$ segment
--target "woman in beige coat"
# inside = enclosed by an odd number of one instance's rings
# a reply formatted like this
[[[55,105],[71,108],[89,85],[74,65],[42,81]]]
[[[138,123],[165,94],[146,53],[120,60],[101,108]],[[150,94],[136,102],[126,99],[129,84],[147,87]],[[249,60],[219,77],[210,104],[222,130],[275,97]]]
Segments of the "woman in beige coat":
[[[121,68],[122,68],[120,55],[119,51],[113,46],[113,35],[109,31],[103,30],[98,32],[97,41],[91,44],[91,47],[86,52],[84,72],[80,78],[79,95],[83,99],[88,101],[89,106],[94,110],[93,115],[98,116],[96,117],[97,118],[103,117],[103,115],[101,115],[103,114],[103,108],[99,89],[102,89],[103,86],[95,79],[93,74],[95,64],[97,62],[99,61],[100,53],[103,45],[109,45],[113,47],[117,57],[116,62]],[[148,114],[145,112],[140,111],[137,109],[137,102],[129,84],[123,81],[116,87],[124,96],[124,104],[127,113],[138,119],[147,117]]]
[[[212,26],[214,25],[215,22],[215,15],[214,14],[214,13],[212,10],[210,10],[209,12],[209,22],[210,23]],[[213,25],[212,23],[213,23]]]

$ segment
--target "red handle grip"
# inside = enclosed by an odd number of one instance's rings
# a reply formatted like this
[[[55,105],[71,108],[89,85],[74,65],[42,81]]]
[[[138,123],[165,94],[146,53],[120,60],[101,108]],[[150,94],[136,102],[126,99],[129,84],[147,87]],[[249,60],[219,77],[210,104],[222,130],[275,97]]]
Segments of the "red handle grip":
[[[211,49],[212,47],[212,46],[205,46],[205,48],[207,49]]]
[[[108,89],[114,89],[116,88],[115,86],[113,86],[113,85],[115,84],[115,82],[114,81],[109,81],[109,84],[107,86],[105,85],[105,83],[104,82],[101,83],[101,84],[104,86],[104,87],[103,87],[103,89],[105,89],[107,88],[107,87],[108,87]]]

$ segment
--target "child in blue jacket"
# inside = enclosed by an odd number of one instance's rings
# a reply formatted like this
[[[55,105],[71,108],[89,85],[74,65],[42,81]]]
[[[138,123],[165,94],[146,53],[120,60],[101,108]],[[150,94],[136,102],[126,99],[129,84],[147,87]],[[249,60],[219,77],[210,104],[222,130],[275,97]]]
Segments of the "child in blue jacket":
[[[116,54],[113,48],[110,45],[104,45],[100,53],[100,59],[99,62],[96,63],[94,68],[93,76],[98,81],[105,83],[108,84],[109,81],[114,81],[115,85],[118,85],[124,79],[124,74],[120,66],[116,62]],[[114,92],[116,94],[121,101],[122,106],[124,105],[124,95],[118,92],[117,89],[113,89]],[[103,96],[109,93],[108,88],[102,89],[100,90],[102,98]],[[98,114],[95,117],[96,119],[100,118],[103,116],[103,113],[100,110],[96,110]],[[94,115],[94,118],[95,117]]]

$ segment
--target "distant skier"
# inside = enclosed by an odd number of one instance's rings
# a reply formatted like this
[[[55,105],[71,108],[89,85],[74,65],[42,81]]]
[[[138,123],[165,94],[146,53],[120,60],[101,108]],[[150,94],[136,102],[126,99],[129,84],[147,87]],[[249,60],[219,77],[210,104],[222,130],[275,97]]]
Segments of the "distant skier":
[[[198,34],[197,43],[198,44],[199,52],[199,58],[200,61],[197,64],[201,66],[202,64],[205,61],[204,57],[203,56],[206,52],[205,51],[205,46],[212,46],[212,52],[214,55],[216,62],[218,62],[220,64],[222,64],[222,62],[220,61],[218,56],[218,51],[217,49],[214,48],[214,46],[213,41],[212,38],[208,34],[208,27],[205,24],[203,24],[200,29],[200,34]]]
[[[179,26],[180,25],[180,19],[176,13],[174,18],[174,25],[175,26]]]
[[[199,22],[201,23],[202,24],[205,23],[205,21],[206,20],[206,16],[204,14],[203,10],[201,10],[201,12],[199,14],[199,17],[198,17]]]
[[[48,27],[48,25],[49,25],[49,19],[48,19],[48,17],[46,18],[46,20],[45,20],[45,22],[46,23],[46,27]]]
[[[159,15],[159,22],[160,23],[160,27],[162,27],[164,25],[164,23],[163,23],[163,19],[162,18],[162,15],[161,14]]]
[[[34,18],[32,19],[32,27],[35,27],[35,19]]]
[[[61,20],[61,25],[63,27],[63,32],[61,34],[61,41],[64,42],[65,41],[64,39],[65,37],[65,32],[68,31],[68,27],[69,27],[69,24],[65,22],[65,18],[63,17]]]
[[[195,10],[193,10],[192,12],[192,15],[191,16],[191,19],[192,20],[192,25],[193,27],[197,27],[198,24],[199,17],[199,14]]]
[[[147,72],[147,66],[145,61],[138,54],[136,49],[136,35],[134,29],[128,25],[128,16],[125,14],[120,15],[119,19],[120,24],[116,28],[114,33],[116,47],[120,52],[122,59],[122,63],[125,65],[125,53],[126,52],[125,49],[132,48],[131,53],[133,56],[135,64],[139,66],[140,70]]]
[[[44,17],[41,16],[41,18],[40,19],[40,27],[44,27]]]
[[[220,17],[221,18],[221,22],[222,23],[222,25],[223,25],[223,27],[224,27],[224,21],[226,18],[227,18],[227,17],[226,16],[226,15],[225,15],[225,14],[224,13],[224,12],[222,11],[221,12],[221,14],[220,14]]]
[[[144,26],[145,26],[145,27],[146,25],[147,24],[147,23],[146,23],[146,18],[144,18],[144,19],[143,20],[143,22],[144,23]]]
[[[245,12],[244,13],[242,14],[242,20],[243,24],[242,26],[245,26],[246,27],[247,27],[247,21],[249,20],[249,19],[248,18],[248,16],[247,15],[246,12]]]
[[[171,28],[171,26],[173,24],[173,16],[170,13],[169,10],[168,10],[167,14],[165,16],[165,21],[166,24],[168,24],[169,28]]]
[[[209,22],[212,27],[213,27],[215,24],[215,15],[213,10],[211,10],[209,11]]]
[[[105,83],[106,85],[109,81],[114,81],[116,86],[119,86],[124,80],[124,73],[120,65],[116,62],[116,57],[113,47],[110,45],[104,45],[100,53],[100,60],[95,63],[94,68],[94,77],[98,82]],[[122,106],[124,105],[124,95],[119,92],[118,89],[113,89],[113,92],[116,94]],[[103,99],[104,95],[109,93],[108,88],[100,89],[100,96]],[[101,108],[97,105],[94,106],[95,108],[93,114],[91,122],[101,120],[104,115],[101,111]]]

What the task requires>
Please identify every line of the records that contains the word "grip" and copy each one in full. Case counts.

Final result>
--target "red handle grip"
Segments of the "red handle grip":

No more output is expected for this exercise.